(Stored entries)
+++

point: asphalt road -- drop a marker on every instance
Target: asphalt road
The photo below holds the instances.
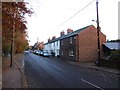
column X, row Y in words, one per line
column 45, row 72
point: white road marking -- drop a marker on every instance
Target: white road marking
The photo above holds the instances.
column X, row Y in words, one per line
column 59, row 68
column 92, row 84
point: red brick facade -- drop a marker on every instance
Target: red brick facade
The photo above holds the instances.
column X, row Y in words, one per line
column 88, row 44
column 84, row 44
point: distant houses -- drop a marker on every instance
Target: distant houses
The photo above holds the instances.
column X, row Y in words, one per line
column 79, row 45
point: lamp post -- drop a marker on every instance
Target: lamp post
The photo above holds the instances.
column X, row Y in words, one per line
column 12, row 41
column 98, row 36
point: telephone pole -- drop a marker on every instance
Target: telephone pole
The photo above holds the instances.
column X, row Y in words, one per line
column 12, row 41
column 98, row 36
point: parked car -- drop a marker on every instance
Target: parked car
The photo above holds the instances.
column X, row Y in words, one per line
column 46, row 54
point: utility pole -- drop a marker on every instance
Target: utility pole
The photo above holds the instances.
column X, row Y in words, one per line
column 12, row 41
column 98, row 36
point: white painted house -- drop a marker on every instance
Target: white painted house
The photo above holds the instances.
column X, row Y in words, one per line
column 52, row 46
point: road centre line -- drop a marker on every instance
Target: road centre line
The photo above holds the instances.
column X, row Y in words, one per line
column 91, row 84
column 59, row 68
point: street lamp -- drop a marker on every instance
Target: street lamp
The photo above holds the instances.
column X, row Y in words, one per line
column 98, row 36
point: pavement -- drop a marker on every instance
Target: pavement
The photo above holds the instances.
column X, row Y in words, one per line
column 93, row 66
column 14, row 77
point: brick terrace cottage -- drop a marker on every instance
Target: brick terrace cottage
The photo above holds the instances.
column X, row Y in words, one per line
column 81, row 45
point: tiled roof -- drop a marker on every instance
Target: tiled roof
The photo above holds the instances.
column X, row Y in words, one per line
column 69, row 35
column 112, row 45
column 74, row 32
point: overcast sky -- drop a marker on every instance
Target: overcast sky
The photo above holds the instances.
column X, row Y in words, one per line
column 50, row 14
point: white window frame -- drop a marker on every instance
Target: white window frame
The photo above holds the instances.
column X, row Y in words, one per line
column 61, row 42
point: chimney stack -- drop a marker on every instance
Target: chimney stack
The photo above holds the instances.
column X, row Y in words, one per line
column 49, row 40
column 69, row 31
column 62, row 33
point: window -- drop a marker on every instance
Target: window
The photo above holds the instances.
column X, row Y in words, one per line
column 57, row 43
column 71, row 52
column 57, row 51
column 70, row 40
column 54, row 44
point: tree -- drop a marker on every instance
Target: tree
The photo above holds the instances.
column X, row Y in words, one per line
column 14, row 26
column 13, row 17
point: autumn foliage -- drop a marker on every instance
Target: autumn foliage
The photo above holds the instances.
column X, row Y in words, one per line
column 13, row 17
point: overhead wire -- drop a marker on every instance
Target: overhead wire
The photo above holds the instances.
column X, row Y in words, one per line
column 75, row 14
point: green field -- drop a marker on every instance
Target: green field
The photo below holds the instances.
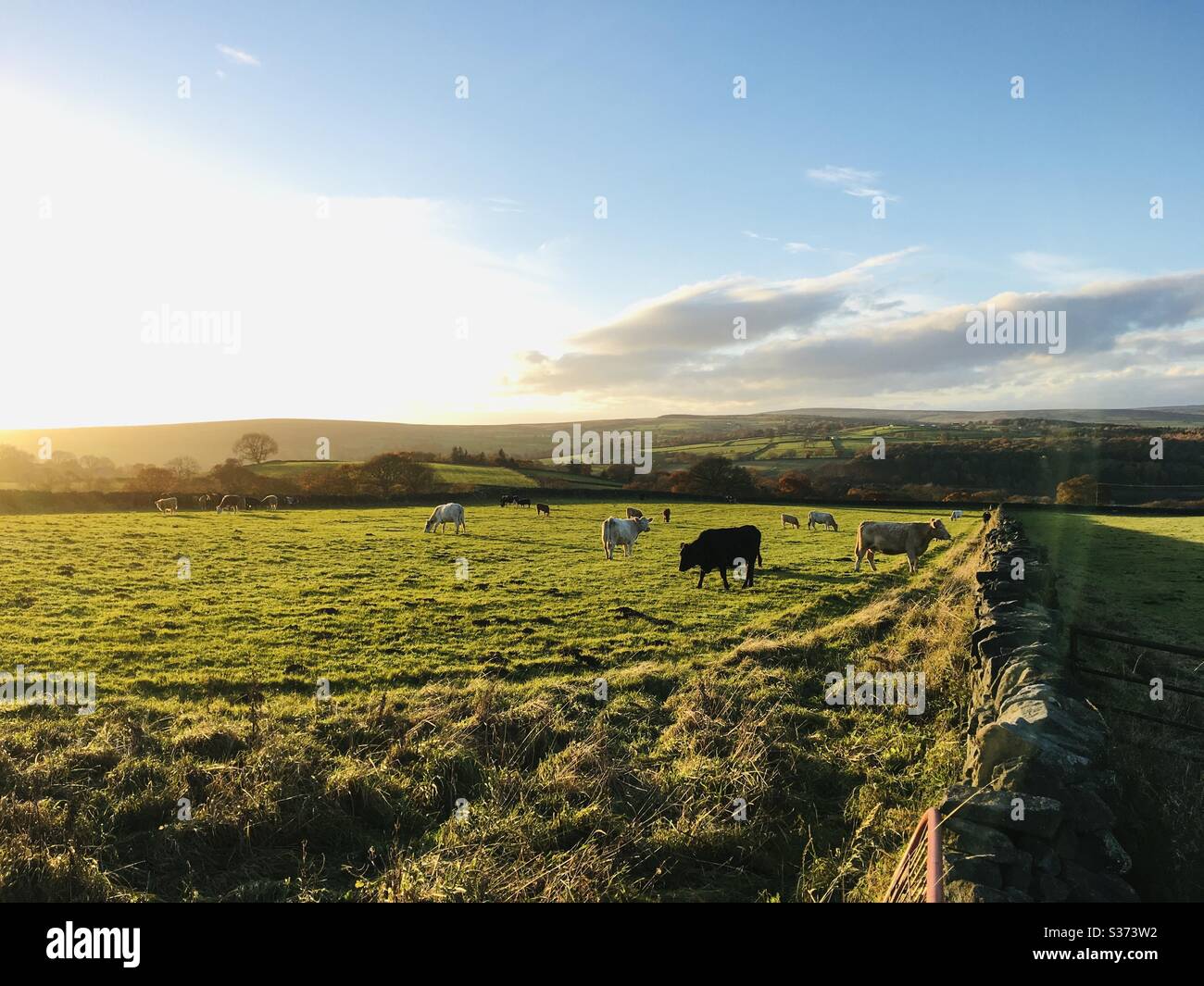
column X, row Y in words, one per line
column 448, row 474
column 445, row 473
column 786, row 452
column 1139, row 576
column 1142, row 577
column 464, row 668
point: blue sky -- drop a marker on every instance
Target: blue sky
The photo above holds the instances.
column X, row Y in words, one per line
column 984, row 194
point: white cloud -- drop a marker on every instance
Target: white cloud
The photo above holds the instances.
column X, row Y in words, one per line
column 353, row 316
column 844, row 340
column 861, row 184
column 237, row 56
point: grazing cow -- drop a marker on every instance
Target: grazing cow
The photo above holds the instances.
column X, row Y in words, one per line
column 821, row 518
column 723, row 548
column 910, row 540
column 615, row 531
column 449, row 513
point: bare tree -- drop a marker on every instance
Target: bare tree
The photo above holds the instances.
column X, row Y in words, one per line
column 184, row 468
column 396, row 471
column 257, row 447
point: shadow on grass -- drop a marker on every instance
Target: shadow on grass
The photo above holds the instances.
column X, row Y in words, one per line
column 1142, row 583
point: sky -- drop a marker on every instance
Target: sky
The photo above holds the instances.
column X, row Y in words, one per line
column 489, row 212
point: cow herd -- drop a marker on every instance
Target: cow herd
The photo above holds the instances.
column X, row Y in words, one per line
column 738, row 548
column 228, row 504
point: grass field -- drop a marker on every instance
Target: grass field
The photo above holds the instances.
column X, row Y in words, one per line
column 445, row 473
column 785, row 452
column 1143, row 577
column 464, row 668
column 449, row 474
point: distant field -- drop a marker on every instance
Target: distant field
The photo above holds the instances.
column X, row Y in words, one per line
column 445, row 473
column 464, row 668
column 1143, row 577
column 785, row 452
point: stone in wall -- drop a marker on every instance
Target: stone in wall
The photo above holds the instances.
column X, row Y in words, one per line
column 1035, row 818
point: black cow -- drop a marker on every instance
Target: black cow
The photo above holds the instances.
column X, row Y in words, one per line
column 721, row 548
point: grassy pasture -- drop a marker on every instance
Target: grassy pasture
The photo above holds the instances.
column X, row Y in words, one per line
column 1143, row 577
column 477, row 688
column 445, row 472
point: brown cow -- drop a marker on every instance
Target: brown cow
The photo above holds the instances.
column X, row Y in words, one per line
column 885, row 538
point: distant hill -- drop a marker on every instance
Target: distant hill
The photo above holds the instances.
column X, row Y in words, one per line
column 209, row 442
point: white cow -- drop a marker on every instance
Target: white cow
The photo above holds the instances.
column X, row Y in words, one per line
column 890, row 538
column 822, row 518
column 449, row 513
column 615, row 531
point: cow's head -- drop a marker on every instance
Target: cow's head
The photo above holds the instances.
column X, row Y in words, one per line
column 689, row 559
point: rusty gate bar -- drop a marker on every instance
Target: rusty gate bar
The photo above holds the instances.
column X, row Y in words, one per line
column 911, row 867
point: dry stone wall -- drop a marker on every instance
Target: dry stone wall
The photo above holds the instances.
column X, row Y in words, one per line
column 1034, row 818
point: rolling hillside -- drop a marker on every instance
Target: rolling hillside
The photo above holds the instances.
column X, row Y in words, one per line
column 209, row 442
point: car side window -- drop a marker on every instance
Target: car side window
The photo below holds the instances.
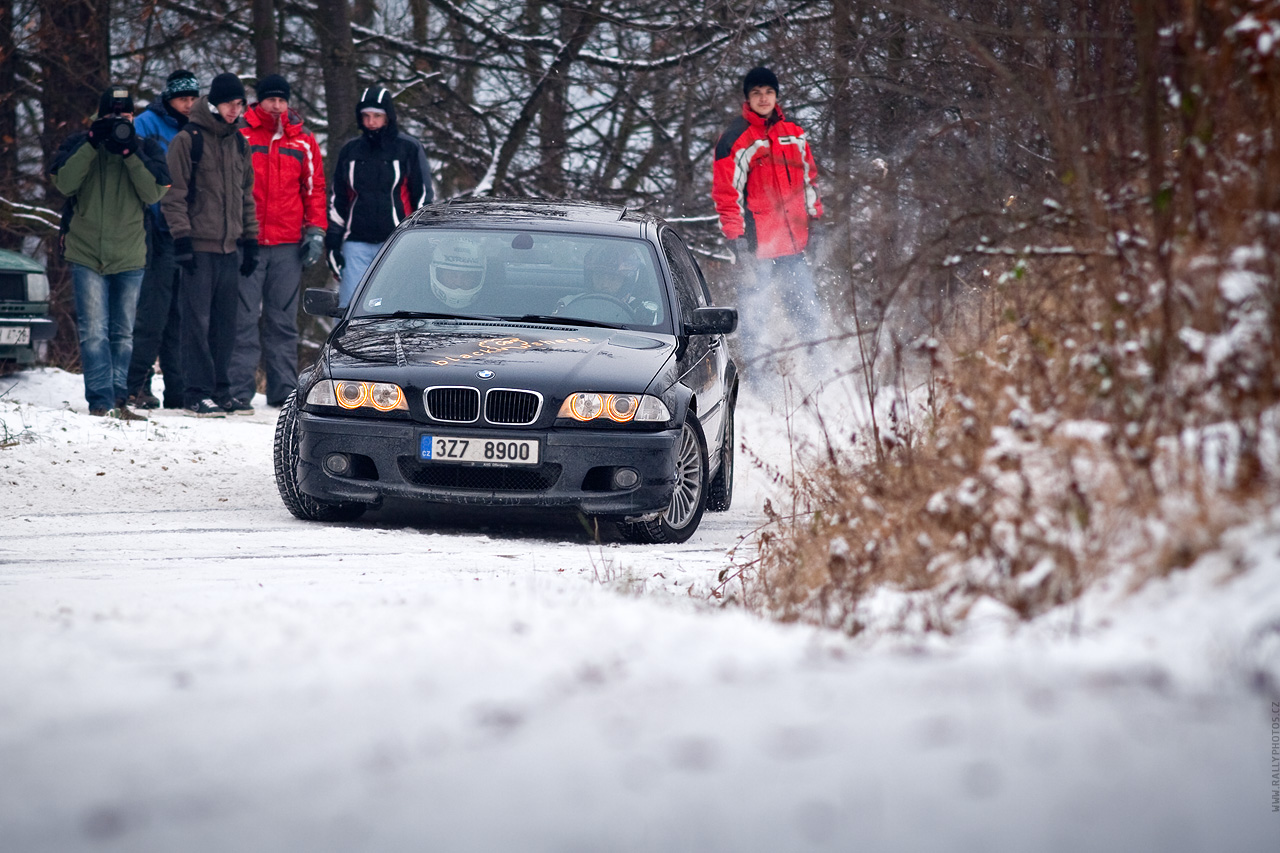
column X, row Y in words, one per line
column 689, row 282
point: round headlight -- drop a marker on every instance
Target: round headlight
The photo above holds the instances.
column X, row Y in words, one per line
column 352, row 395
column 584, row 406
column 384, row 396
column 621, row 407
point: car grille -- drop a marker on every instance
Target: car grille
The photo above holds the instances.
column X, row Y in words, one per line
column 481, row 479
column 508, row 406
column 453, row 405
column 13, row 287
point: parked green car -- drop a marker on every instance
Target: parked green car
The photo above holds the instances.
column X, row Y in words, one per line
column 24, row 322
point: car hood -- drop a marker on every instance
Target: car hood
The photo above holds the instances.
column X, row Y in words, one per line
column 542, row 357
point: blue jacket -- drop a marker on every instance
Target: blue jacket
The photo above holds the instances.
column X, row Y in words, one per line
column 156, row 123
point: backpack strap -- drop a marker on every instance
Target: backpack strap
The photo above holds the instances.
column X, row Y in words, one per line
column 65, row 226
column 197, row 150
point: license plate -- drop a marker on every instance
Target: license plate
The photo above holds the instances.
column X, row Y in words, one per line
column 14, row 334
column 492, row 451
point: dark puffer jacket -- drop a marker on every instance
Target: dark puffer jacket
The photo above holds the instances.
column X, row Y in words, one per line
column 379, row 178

+++

• Exercise goal
The records above are to be transcribed in full, with images omitted.

• Response area
point: asphalt road -- drop a marker on every instance
Target: asphalt road
The photo below holds the instances.
column X, row Y in words, one per line
column 45, row 72
point: white road marking -- drop a marker on every instance
Target: white road marking
The photo above holds the instances.
column X, row Y in words, one per line
column 59, row 68
column 92, row 84
point: red brick facade -- drop a marker on every instance
Target: red brick facade
The photo above holds the instances.
column X, row Y in words, one per line
column 88, row 44
column 84, row 44
point: distant houses -- drop a marker on every instance
Target: distant houses
The photo above holds the instances.
column X, row Y in words, one per line
column 79, row 45
point: lamp post -- drop a marker on every instance
Target: lamp post
The photo above holds the instances.
column X, row Y in words, one per line
column 12, row 41
column 98, row 36
point: telephone pole -- drop a marker on every instance
Target: telephone pole
The photo above holds the instances.
column X, row Y in words, one per line
column 12, row 41
column 98, row 36
point: parked car -- drop a marker on every instance
Target: parked car
The photo above holds the instances.
column X, row Y in words, one per line
column 46, row 54
point: utility pole -- drop a marker on every instance
Target: utility pole
The photo above holds the instances.
column X, row Y in words, one per line
column 12, row 41
column 98, row 36
point: white painted house -- drop a marker on every instance
Target: white painted house
The photo above holds the instances.
column X, row Y in words, one per line
column 52, row 46
point: road centre line -- drop a marker on every instance
Target: road centre line
The photo above holds the instances.
column X, row Y in words, one per line
column 91, row 84
column 59, row 68
point: street lamp -- drop a marker on every instance
Target: street lamp
The photo above holds the instances.
column X, row Y in words, one per line
column 98, row 36
point: pavement -- drop a marker on every instance
Target: pavement
The photo above holds the instances.
column X, row Y in words, one per line
column 93, row 66
column 14, row 77
point: brick terrace cottage -- drop a marker on every instance
Target: brick terrace cottage
The photo above holds the instances.
column X, row Y in words, one per line
column 81, row 45
point: tiled roof -- drop a marker on every instance
Target: tiled roof
The photo above holds the instances.
column X, row Y in words, one per line
column 69, row 35
column 112, row 45
column 74, row 32
point: overcast sky -- drop a marker on every instance
Target: overcast sky
The photo above holds the instances.
column X, row Y in words, one per line
column 50, row 14
point: white window frame -- drop a marker on every instance
Target: white window frame
The photo above holds the instances.
column X, row Y in words, one per line
column 61, row 42
point: chimney stack -- drop a marker on every instance
Target: chimney stack
The photo above holds the instances.
column X, row Y in words, one per line
column 49, row 40
column 69, row 31
column 62, row 33
point: window -- drop a marker on every instance
Target: window
The photo above holds the instances.
column X, row Y in words, one per line
column 57, row 43
column 71, row 52
column 57, row 51
column 70, row 40
column 54, row 44
point: tree -- drop a marker on every instance
Target: tree
The photo above holds the instances.
column X, row Y in words, one per line
column 14, row 26
column 13, row 17
point: autumn foliage -- drop a marker on every instance
Target: autumn foliage
The photo above holds the instances.
column X, row Y in words, one per line
column 13, row 17
point: overhead wire -- drop a marker on every instance
Target: overhead wire
The photo above holds the instances.
column X, row Y in words, one per line
column 75, row 14
point: green field -- drop a marker on every instance
Target: green field
The photo below holds the instances.
column X, row Y in words, one per line
column 448, row 474
column 445, row 473
column 786, row 452
column 1139, row 576
column 1142, row 577
column 464, row 668
point: blue sky -- drop a marker on every instance
Target: blue sky
The photo above holds the instances.
column X, row Y in words, one per line
column 984, row 194
point: white cloud -- drop a marker on every instance
Target: white cloud
The photo above holds the instances.
column X, row Y in words, one per line
column 353, row 316
column 844, row 340
column 861, row 184
column 237, row 56
point: grazing cow -- drop a marker on every instance
Target: grazing cow
The photo above holds the instances.
column X, row Y in words, one per line
column 821, row 518
column 723, row 548
column 910, row 540
column 615, row 531
column 449, row 513
point: bare tree -- drop a marker on every instance
Target: bare tree
The photo above holds the instances.
column X, row Y in words, one per line
column 184, row 468
column 396, row 471
column 257, row 447
point: shadow on grass -- drop a marker on every instance
Target: shadow on grass
The photo above holds the instances.
column X, row Y in words, one per line
column 1142, row 583
point: sky -- drop a marker on every instance
Target: sky
The photo above holds the instances.
column X, row Y in words, one per line
column 489, row 212
point: cow herd -- drop a marker on every instance
Target: cow herd
The photo above holds the instances.
column X, row Y in words, one per line
column 738, row 548
column 228, row 504
point: grass field -- drop a marker on every instance
Target: grass field
The photo above holds the instances.
column X, row Y in words, one per line
column 445, row 473
column 785, row 452
column 1143, row 577
column 464, row 668
column 449, row 474
point: distant field -- drop a marker on every instance
Target: distant field
The photo above holds the instances.
column X, row Y in words, one per line
column 445, row 473
column 464, row 668
column 1143, row 577
column 785, row 452
point: stone in wall -- drop a marker on every instance
Target: stone in wall
The photo above holds the instances.
column X, row Y in words, one per line
column 1035, row 818
point: black cow -- drop a marker on every instance
Target: black cow
The photo above holds the instances.
column X, row Y in words, one per line
column 721, row 548
point: grassy pasture -- drop a marker on every instance
Target: grassy pasture
The photo above holds the instances.
column X, row Y in words, one per line
column 1143, row 577
column 477, row 688
column 445, row 472
point: brown cow -- drop a marker on every instance
Target: brown cow
The photo above holds the instances.
column X, row Y in words, one per line
column 885, row 538
point: distant hill -- drop a marker on every instance
Target: distant hill
The photo above holds the instances.
column X, row Y in words, one per line
column 209, row 442
point: white cow -- drop a marker on every instance
Target: white cow
The photo above holds the instances.
column X, row Y in words, one per line
column 890, row 538
column 822, row 518
column 449, row 513
column 615, row 531
point: cow's head -- drop a marker on every instance
Target: cow's head
The photo above holds the instances.
column X, row Y in words, one per line
column 689, row 559
point: rusty gate bar -- drop a marker on every instance
Target: rusty gate bar
The photo above holds the instances.
column X, row Y in words, one per line
column 911, row 867
point: dry stone wall -- drop a marker on every instance
Target: dry stone wall
The photo above holds the instances.
column X, row Y in words, one per line
column 1034, row 818
point: rolling hillside -- drop a marker on every instance
Target: rolling hillside
The photo above holds the instances.
column X, row Y in words, one per line
column 209, row 442
point: car side window -- drop a marker on every instance
Target: car side window
The photo below holds the instances.
column X, row Y in words, one per line
column 689, row 282
point: round headlight -- drop a marker on every instance
Target: round headlight
The photo above holds the instances.
column X, row Y in words, one per line
column 352, row 395
column 584, row 406
column 384, row 396
column 621, row 407
point: car grille -- drop a marker on every instance
Target: car grille
The photo above holds the instances.
column X, row Y in words, one per line
column 481, row 479
column 508, row 406
column 453, row 405
column 13, row 287
point: parked green car -- drop a marker on every instance
Target: parked green car
The photo above holds the instances.
column X, row Y in words, one per line
column 24, row 322
point: car hood -- drop a marker on every instance
Target: car hood
The photo above holds the instances.
column X, row Y in words, one per line
column 542, row 357
point: blue jacket -- drop a marker on every instance
Target: blue jacket
The photo above holds the instances.
column X, row Y in words, one per line
column 156, row 123
point: backpack strap -- drop a marker on every instance
Target: backpack strap
The photo above holds the instances.
column X, row Y in words, one per line
column 65, row 226
column 197, row 150
point: license plate -- drop a marker on every instance
Target: license plate
The photo above holds the instances.
column X, row Y in words, one per line
column 14, row 334
column 492, row 451
point: dark puffer jacket -- drop a marker on every instance
Target: dark puffer jacket
The photo above holds the instances.
column X, row Y in words, one per line
column 379, row 178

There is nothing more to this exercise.